• _POLECENIE A_
Przetłumacz na angielski zdanie z wywiadu o Brexicie: „Przed zgubnymi konsekwencjami Brexitu ostrzegały przecież najważniejsze międzynarodowe organizacje, jak MFW i OECD.”
• _POLECENIE B_
Przepisz bez zmian fragment wywiadu o Brexicie między słowami „Steven Keen: To” a „pokładzie tonącego statku.”, łącznie z nimi.

##### FRAGMENT STRONY #####

Rz: Po kryzysie finansowym załamał się dotychczasowy konsensus w ekonomii, którego pan od dawna był krytykiem. Problem w tym, że nie wyłonił się nowy. W efekcie nie ma powszechnie akceptowanych rozwiązań kluczowych dziś problemów gospodarczych. Weźmy bliski panu przykład: część ekonomistów uważa, że Brexit zakończy się dla Wielkiej Brytanii gospodarczą katastrofą, inni zaś sądzą, że zdynamizuje brytyjską gospodarkę.
Steven Keen: To jest paradoks, że większość ekonomistów nie dostrzegła z wyprzedzeniem globalnego kryzysu z lat 2007–2009, za to dostrzegła kryzys, jaki ma rzekomo spowodować wystąpienie Wielkiej Brytanii z UE. Przed zgubnymi konsekwencjami Brexitu ostrzegały przecież najważniejsze międzynarodowe organizacje, jak MFW i OECD. Oczywiście, Wielka Brytania na razie pozostaje członkiem UE, ale już dziś widać, że secesja żadnego krachu nie spowoduje. Mnie od początku bliższy był pogląd, że Brexit będzie dla brytyjskiej gospodarki na dłuższą metę korzystny. Unię Europejską uważam za nieudany projekt i nie widzę sensu, żeby Wielka Brytania pozostawała na pokładzie tonącego statku.

##### WYCIĄG Z DANYCH #####

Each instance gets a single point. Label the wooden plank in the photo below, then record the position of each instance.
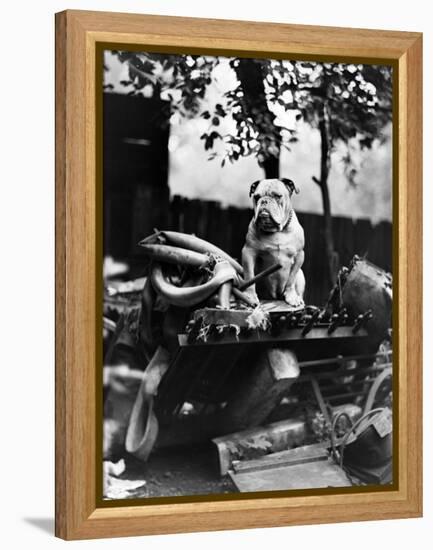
(79, 510)
(310, 475)
(299, 455)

#####

• _ODPOWIEDŹ PISEMNA A_
After all, the most important international organizations, such as the IMF and the OECD, warned of the disastrous consequences of Brexit.

• _ODPOWIEDŹ PISEMNA B_
Steven Keen: To jest paradoks, że większość ekonomistów nie dostrzegła z wyprzedzeniem globalnego kryzysu z lat 2007–2009, za to dostrzegła kryzys, jaki ma rzekomo spowodować wystąpienie Wielkiej Brytanii z UE. Przed zgubnymi konsekwencjami Brexitu ostrzegały przecież najważniejsze międzynarodowe organizacje, jak MFW i OECD. Oczywiście, Wielka Brytania na razie pozostaje członkiem UE, ale już dziś widać, że secesja żadnego krachu nie spowoduje. Mnie od początku bliższy był pogląd, że Brexit będzie dla brytyjskiej gospodarki na dłuższą metę korzystny. Unię Europejską uważam za nieudany projekt i nie widzę sensu, żeby Wielka Brytania pozostawała na pokładzie tonącego statku.